### Input for this task
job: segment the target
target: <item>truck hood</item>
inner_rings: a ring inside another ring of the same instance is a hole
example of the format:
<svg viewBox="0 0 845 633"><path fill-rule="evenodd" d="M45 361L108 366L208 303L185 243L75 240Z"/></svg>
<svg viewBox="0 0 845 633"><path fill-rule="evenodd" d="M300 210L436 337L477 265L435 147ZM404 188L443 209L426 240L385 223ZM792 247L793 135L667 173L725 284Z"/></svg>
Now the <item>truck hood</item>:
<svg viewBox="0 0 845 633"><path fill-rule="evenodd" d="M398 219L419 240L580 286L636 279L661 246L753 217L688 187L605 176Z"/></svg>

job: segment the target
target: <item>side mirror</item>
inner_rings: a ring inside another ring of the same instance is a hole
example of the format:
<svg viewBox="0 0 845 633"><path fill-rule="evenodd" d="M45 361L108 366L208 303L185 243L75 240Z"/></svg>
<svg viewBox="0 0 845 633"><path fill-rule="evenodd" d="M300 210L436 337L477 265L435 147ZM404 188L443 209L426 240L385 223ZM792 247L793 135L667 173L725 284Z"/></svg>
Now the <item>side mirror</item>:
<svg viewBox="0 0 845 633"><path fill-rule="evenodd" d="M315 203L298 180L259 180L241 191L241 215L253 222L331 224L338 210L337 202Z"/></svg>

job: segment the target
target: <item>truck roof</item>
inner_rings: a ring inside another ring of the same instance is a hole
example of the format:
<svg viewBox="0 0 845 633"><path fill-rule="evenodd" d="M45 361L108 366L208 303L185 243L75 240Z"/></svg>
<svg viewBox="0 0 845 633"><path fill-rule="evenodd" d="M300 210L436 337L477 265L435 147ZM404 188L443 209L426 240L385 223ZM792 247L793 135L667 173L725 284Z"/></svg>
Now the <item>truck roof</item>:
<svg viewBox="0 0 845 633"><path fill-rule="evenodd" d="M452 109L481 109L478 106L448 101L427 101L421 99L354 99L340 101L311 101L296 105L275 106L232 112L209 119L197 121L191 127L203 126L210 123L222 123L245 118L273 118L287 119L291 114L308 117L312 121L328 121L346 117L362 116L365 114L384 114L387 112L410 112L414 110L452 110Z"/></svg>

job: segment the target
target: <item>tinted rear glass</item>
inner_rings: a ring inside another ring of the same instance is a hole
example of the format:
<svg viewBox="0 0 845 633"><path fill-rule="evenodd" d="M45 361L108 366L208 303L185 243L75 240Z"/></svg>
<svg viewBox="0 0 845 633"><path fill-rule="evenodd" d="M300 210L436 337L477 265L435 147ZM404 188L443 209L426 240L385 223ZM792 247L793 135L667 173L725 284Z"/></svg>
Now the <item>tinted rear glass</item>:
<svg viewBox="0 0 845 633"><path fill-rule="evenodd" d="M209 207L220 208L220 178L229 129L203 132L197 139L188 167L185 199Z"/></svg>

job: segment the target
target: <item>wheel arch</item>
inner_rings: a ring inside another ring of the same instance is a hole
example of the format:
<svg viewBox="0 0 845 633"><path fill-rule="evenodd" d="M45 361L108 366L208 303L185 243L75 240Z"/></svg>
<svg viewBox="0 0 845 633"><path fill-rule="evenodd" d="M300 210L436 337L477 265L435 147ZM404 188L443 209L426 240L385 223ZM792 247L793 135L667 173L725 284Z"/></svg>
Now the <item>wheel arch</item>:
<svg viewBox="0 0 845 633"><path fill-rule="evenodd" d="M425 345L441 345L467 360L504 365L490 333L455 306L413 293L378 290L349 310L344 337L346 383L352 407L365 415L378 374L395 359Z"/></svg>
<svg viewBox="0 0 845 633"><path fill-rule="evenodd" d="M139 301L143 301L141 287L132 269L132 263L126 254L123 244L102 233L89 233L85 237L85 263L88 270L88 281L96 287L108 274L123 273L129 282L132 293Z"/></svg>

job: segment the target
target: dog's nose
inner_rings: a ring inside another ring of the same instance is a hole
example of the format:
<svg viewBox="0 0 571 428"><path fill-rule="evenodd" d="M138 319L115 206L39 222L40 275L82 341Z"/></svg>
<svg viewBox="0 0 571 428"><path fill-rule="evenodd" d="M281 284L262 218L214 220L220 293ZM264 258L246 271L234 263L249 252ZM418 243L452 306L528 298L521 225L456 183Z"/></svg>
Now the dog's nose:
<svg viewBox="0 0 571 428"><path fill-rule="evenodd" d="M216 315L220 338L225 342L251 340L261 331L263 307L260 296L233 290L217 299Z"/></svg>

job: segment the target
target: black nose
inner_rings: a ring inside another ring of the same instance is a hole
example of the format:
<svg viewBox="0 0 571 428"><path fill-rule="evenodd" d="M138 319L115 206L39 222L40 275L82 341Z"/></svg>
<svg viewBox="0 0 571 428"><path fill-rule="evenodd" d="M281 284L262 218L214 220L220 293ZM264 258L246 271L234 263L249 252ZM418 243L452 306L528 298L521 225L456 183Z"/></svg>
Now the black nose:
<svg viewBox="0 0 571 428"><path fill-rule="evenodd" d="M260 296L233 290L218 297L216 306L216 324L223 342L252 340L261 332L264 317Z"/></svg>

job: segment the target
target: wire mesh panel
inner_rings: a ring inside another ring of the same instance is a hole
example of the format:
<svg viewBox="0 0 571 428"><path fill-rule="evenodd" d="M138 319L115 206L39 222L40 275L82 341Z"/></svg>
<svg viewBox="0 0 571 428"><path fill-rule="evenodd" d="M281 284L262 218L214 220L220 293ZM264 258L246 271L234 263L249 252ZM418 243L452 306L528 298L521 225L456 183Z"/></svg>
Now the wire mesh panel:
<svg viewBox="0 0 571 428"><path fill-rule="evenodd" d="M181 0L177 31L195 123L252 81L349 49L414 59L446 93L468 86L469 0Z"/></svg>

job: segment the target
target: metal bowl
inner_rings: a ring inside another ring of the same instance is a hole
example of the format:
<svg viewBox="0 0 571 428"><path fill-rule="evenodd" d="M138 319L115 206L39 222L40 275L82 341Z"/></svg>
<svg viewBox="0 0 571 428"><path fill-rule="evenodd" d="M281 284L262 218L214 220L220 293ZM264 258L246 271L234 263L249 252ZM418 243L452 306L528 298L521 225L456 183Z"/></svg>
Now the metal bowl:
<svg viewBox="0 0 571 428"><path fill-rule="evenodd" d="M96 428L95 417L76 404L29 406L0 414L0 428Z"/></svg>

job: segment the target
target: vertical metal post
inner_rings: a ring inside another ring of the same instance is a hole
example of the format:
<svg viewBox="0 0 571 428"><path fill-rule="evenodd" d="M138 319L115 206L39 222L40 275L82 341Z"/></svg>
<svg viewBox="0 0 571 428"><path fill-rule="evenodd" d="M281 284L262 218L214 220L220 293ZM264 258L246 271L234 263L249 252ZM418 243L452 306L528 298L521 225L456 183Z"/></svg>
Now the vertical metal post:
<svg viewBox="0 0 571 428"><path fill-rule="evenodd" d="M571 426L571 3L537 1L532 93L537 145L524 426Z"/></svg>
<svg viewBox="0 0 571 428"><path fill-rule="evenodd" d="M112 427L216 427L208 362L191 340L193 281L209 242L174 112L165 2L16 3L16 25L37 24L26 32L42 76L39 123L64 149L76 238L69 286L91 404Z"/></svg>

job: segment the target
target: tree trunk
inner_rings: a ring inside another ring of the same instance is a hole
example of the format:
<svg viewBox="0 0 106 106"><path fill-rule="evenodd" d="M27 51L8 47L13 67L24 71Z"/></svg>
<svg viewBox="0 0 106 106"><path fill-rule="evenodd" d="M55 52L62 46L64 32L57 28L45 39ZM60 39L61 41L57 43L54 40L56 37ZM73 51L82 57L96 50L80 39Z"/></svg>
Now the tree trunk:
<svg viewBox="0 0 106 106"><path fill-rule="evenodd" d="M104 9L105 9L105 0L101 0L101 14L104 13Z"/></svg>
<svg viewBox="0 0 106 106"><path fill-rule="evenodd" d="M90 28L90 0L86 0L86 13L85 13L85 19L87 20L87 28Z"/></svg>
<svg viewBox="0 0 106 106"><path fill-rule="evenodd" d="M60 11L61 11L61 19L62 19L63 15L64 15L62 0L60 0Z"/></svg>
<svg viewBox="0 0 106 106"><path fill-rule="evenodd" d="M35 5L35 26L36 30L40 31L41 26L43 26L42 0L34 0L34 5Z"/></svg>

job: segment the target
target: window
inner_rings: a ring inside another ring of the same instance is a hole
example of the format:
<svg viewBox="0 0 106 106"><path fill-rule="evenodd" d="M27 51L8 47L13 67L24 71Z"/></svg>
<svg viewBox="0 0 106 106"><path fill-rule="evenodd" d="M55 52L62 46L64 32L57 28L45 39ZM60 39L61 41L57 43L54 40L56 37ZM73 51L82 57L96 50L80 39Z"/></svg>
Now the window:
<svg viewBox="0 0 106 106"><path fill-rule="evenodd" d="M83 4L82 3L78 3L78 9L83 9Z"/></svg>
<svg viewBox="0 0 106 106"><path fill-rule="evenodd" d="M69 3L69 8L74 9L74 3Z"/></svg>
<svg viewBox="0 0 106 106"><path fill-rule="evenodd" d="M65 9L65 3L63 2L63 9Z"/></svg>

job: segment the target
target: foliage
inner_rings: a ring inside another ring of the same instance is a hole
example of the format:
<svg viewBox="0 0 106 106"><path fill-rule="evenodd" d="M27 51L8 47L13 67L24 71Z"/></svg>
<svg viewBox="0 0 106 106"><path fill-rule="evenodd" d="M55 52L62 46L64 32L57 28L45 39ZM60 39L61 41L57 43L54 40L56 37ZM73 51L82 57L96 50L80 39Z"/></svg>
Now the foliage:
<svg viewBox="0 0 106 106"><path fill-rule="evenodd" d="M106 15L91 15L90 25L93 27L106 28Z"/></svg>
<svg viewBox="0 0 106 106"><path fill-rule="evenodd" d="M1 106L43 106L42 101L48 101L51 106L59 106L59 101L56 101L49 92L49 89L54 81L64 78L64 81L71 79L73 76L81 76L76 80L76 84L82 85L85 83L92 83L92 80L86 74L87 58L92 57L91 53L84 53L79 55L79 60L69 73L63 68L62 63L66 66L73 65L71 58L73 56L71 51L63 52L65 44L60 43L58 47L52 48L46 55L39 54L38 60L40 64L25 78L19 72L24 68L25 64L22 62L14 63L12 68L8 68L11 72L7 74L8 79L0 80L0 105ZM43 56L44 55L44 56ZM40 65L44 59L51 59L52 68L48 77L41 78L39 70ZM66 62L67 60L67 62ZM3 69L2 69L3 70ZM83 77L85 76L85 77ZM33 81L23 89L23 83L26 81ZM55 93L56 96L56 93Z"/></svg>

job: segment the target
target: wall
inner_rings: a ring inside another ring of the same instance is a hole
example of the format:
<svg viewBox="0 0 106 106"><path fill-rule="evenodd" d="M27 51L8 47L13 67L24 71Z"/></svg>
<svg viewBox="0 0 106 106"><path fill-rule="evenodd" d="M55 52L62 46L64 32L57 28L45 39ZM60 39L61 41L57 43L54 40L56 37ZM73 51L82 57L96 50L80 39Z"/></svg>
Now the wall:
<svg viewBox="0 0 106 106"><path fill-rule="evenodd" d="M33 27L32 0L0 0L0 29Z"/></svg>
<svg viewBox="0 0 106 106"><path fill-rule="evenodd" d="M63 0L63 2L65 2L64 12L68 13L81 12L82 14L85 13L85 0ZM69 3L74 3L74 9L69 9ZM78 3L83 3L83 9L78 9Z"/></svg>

### Brief
Rewrite everything from the start of the data down through the line containing "219L419 240L580 286L636", changing "truck hood" to "engine hood" and leaving everything else as it is. Return only those lines.

### Task solution
job: segment the target
target: <item>engine hood</item>
inner_rings: a ring inside another ring of the same instance is a hole
example of the format:
<svg viewBox="0 0 845 633"><path fill-rule="evenodd" d="M45 361L108 366L208 303L185 243L75 240Z"/></svg>
<svg viewBox="0 0 845 633"><path fill-rule="evenodd" d="M300 210L436 337L477 265L435 147ZM404 188L443 209L426 240L385 223ZM792 247L793 135L667 173L725 284Z"/></svg>
Now the <item>engine hood</item>:
<svg viewBox="0 0 845 633"><path fill-rule="evenodd" d="M398 219L419 240L580 286L636 279L661 246L753 217L688 187L605 176Z"/></svg>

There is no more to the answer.